Passage:

##########

Wednesday, April 17, AD 2024 8:42pm

70 Years Ago This Week

The video above was produced 7 years ago.  If D-Day were to occur today under the current administration I suspect that the coverage of most of the media would be in the nature of  “OBAMA STORMS ASHORE IN NORMANDY!” or “THE NAZIS ARE AFRAID OF OBAMA!”.  When the press isn’t in the tank however, their coverage of military matters normally is in accord with this sarcastic comment of General Robert E. Lee:

“We made a great mistake in the beginning of our struggle, and I fear, in spite of all we can do, it will prove to be a fatal mistake. We appointed all our worst generals to command our armies, and all our best generals to edit the newspapers.”

In 1982 when I graduated from law school, and went to work at a law firm, I was reminded of just how living a memory D-Day still was at that time.  The senior partner had lost his son on Omaha Beach.  Another partner, who had been elected a judge and left the firm before I arrived, had been severely wounded at Omaha Beach and still walked with a pronounced limp as a result.  A third partner in the firm had been a ground officer with the Eighth Air Force, and had helped to co-ordinate air support on D-Day.

##########

Task instructions: In the D-Day text, rewrite everything from "In 1982 when" down to "support on D-Day.", putting "managing partner" wherever "senior partner" appears.

##########

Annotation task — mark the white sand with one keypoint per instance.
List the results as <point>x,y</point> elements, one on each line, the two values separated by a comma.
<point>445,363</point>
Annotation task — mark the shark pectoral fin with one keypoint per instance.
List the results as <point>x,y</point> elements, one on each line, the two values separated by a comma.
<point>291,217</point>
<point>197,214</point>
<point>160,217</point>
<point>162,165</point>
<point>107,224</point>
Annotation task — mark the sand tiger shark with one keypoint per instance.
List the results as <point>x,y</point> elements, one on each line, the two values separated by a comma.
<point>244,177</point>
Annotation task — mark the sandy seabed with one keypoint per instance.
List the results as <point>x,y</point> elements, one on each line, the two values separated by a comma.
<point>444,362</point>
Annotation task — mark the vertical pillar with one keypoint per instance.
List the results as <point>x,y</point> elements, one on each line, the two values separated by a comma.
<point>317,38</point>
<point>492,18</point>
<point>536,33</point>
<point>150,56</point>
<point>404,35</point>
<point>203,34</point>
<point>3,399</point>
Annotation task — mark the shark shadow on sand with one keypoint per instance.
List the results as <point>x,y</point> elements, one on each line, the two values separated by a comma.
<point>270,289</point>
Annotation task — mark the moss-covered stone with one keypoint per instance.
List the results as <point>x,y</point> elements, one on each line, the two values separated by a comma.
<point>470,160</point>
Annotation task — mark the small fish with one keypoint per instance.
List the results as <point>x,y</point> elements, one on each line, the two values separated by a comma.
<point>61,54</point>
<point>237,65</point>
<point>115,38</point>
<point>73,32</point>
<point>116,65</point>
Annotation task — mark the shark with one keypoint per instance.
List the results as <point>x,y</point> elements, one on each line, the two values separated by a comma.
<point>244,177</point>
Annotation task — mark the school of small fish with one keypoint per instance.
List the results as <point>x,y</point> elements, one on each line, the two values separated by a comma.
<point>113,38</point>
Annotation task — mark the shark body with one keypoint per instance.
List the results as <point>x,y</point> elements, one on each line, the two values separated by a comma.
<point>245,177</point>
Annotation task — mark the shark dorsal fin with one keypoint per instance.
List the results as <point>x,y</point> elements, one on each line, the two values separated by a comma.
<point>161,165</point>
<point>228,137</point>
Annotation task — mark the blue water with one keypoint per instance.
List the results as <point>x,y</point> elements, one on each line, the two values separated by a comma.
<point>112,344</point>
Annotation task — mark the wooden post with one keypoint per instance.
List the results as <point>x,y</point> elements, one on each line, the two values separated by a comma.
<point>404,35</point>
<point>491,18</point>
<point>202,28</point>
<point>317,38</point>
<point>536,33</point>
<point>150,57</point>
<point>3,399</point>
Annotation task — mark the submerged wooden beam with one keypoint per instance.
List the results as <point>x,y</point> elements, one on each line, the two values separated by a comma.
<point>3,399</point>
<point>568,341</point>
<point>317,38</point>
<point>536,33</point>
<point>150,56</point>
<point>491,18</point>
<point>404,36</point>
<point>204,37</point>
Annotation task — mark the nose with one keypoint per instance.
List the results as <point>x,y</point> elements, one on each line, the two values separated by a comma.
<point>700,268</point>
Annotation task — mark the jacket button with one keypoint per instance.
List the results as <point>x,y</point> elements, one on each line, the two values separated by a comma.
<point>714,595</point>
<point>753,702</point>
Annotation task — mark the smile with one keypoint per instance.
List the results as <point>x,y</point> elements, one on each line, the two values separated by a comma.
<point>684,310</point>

##########

Reply to the exercise:
In 1982 when I graduated from law school, and went to work at a law firm, I was reminded of just how living a memory D-Day still was at that time.  The managing partner had lost his son on Omaha Beach.  Another partner, who had been elected a judge and left the firm before I arrived, had been severely wounded at Omaha Beach and still walked with a pronounced limp as a result.  A third partner in the firm had been a ground officer with the Eighth Air Force, and had helped to co-ordinate air support on D-Day.